- **SUPPLIED ENTRIES**

"""

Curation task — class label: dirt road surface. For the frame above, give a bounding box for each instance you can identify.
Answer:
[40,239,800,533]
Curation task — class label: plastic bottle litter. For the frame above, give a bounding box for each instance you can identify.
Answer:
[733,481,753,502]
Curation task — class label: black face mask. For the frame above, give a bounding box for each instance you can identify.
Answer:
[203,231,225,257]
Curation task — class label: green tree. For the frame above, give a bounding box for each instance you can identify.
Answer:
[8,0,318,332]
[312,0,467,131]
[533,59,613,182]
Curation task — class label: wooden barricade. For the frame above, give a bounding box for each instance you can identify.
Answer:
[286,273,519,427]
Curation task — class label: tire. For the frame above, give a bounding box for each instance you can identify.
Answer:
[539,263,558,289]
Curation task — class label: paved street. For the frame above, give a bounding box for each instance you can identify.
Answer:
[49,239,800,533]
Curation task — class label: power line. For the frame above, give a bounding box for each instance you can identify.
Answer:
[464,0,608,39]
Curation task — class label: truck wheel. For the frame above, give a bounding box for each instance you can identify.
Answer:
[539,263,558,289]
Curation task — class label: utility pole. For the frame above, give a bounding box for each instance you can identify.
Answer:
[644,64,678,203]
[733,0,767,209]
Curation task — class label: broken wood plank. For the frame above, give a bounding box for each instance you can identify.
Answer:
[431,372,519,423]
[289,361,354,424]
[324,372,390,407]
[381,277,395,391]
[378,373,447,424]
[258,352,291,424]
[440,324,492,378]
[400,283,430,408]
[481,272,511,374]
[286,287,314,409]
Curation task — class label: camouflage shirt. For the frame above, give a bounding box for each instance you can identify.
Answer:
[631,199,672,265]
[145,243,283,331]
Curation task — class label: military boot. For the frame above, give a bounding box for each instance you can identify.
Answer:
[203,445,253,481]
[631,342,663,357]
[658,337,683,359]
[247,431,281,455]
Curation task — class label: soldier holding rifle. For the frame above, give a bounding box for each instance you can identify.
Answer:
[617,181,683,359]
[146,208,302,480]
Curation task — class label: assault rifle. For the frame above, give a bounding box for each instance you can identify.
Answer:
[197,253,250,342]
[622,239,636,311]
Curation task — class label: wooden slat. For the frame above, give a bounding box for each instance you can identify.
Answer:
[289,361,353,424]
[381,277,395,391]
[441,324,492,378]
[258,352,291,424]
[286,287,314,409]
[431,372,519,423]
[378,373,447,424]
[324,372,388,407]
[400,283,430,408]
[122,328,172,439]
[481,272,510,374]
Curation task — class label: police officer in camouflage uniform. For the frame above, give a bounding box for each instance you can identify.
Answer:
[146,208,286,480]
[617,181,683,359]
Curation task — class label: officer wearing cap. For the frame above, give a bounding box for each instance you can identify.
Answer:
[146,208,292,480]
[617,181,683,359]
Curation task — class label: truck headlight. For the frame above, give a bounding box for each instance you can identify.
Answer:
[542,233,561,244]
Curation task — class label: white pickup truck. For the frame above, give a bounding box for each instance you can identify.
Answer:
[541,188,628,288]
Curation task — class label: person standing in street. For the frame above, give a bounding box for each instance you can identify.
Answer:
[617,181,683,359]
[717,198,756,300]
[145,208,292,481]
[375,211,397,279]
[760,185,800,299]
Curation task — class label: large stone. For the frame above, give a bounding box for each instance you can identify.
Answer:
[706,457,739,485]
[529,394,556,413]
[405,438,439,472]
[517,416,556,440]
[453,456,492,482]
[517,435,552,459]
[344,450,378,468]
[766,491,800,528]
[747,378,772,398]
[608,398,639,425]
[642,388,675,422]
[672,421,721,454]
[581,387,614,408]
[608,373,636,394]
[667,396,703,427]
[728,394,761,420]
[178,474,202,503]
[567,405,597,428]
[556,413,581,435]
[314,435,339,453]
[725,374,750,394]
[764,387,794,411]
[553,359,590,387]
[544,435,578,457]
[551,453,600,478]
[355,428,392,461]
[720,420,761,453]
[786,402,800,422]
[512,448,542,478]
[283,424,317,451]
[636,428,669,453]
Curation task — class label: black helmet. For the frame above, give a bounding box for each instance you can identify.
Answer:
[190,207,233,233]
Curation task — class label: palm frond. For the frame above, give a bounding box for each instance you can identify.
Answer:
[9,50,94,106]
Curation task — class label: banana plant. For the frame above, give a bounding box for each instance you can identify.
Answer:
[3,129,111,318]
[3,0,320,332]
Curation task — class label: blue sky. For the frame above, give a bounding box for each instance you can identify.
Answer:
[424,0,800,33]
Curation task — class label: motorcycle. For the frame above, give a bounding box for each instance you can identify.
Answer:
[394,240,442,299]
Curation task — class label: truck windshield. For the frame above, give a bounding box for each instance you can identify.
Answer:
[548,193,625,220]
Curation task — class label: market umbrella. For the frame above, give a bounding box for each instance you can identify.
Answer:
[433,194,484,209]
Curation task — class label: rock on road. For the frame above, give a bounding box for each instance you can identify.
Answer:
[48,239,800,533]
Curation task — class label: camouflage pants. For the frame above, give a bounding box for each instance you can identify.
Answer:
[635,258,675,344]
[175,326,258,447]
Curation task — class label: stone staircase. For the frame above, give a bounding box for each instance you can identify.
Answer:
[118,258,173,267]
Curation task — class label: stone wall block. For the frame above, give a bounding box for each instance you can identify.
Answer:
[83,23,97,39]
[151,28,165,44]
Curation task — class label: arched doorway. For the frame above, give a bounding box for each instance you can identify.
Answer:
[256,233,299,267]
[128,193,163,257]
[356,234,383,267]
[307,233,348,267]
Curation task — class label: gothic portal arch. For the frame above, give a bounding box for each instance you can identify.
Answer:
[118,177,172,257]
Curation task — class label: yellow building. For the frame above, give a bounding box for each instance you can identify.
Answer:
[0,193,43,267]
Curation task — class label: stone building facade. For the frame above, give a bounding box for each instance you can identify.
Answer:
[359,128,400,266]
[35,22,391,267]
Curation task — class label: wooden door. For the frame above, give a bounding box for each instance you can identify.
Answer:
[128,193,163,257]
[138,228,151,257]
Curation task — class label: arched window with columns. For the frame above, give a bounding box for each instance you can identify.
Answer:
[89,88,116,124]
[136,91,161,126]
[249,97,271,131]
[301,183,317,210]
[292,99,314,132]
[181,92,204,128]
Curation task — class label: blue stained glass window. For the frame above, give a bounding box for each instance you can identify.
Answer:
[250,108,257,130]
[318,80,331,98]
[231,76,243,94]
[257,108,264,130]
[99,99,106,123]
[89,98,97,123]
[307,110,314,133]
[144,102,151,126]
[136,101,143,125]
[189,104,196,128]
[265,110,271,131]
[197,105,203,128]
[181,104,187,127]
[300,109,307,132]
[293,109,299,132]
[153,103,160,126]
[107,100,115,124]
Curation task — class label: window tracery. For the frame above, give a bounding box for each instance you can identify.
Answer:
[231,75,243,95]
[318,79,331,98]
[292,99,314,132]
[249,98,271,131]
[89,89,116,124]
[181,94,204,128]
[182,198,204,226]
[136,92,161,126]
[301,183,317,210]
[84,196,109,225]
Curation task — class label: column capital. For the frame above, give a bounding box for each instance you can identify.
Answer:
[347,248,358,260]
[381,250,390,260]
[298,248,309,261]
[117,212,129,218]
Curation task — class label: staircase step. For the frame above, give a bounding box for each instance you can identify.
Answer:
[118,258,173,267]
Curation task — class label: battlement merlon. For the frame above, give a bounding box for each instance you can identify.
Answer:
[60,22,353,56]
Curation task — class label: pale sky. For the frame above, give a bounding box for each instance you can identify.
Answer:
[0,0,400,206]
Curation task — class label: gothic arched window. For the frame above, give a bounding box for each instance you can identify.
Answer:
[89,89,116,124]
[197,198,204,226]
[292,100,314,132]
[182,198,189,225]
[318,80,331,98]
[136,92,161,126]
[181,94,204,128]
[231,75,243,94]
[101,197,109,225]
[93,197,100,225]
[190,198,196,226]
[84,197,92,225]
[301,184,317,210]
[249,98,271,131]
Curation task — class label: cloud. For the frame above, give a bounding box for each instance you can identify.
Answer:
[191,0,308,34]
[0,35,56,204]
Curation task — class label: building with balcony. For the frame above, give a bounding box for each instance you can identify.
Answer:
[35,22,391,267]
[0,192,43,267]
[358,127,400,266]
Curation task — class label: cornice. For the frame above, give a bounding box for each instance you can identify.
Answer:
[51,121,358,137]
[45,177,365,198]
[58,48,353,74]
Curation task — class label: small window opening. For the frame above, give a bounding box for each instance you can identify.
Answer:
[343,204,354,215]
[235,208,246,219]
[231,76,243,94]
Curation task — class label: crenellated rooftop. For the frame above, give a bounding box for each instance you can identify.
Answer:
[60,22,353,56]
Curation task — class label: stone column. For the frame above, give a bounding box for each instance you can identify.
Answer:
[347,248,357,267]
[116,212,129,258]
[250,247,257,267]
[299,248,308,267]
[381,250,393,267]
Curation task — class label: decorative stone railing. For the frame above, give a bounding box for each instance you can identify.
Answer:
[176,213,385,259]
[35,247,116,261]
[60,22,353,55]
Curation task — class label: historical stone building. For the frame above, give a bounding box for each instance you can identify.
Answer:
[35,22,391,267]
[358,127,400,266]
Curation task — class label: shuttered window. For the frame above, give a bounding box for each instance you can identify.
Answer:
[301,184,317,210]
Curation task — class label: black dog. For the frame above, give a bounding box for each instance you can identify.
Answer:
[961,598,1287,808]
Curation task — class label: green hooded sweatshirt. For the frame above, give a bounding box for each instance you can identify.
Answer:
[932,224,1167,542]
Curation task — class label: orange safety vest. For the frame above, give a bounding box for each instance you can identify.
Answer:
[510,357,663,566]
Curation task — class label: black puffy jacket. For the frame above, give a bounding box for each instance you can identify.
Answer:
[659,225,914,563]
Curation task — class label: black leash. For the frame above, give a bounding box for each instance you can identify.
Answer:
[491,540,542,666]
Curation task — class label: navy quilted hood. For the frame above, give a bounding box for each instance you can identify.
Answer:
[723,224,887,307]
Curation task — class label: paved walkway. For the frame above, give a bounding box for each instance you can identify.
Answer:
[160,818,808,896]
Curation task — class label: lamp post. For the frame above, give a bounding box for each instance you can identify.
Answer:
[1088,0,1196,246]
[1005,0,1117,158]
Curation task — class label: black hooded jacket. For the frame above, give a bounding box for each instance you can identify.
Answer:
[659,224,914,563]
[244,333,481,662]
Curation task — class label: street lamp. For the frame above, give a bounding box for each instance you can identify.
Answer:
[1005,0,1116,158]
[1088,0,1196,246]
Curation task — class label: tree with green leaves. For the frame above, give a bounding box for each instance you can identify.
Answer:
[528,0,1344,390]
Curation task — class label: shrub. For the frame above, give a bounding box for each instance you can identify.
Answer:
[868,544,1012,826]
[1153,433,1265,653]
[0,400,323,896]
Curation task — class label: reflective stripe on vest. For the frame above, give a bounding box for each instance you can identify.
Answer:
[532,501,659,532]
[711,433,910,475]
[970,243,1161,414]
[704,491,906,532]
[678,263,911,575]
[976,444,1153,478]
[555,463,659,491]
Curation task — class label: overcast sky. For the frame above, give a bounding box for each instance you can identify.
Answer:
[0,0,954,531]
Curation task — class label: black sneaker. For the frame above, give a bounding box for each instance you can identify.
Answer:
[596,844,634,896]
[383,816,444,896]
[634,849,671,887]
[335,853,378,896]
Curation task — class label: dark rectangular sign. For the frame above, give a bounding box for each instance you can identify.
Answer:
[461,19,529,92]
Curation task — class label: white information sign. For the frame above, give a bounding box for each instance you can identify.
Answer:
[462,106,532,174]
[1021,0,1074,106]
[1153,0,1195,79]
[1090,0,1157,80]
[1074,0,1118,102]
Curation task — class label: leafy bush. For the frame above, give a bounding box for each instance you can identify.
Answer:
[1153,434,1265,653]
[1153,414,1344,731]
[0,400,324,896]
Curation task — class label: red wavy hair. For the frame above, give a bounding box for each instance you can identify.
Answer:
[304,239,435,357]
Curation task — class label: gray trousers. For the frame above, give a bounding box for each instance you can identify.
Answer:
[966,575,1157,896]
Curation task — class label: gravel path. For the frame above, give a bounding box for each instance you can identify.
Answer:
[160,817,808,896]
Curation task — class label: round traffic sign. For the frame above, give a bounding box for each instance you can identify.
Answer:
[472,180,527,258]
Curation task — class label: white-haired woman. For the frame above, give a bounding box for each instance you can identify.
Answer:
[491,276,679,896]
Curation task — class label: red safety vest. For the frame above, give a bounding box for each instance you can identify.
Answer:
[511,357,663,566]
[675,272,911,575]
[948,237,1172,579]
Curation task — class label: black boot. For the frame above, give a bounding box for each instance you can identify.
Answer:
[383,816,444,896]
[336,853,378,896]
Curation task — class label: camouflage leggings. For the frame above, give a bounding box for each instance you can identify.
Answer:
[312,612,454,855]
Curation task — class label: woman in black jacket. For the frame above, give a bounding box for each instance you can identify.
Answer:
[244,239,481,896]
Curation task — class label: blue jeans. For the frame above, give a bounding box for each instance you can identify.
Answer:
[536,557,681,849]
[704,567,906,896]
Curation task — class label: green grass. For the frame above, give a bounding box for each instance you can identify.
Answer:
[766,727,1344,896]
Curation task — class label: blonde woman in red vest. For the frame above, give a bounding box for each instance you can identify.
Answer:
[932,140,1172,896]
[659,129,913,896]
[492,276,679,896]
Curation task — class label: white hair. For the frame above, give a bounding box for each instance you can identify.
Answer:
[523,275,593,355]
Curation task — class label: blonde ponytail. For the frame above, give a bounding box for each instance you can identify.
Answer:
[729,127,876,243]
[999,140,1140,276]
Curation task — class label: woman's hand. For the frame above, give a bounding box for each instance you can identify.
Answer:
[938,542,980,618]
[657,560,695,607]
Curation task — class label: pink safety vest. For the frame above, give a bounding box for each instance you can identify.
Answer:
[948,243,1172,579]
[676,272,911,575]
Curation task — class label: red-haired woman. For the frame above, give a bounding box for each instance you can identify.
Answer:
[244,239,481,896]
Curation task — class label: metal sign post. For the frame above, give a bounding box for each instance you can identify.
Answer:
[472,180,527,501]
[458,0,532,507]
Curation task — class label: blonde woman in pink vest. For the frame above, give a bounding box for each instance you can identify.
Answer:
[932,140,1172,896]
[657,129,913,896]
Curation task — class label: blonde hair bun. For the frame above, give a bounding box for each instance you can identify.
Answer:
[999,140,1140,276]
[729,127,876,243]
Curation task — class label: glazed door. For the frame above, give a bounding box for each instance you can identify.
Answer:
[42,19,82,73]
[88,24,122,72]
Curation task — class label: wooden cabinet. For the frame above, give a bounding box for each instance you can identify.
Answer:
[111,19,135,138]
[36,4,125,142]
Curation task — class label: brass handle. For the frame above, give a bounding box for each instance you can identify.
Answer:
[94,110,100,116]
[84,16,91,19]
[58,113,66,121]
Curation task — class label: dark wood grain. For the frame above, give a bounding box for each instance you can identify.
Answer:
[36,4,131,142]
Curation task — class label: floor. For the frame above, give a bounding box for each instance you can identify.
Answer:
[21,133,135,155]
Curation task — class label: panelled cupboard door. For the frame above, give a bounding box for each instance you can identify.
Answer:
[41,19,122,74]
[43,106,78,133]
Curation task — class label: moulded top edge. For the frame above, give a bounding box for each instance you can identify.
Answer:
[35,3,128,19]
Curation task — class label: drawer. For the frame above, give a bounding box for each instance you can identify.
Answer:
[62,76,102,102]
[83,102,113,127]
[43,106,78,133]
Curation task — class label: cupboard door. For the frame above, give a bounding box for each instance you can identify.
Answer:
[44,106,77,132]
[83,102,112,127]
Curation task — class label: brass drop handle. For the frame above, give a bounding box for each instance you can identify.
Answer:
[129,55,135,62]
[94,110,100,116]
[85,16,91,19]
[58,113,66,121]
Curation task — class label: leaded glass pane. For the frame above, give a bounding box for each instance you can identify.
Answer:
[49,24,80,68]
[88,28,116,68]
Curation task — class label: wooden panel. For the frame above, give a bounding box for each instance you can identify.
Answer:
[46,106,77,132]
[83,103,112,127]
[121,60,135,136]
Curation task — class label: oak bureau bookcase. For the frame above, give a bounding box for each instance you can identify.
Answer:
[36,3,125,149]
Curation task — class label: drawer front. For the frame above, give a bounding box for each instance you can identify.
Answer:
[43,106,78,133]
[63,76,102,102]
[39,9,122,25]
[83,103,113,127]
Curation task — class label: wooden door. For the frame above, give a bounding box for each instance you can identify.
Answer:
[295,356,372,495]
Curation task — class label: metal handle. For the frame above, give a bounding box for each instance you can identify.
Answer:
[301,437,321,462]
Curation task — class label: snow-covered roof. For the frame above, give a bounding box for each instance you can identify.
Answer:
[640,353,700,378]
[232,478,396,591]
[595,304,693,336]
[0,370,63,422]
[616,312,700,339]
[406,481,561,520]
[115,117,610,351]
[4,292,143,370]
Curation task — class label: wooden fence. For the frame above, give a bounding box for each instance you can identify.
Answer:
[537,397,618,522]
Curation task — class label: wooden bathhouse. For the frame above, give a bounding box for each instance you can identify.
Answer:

"""

- **TASK**
Scale the lines starting with the one that contains "Curation task — class label: wooden panel." and going on through the last line, giving all of them again, requests included. Multiply each bounding-box coordinate in the answers by 1.75 and round to whole numbers, with halves rounded up.

- **SOLVED EXERCISE**
Curation task — class label: wooden panel. For the frame above, give a bounding box for each instance you can identify.
Answer:
[81,186,135,231]
[145,180,196,222]
[212,105,236,238]
Curation task — class label: oak bureau bookcase. For the frame above, give a bounding box for each instance you can identify.
Answer:
[63,5,219,261]
Curation task — class label: drawer front. For the frame above, give a bounding box for each instance you can identify.
Answer:
[75,186,137,233]
[110,133,179,179]
[68,16,214,44]
[145,180,198,222]
Curation task — class label: wooden door. For the frame above, give a bounding box for each instance you can identify.
Answer:
[516,623,651,866]
Curation task — class label: metal handle. For the frame above, give a bounding box for each instance you can identify.
Answer:
[527,765,562,809]
Curation task — class label: snow-covered roof. For the frame above, give a bounding box for each instance you can identify.
Answer:
[1120,618,1225,662]
[406,837,693,1034]
[1041,532,1213,588]
[0,648,110,739]
[1078,546,1225,593]
[711,842,982,910]
[201,205,1068,614]
[7,511,250,648]
Curation task — class label: wooden fence. For the frame above, give a bounding box for each instance you can identify.
Answer:
[940,695,1082,914]
Curation task — class label: wooden bathhouse. For the frame above, give a bounding box for each instance you can identify.
Answer:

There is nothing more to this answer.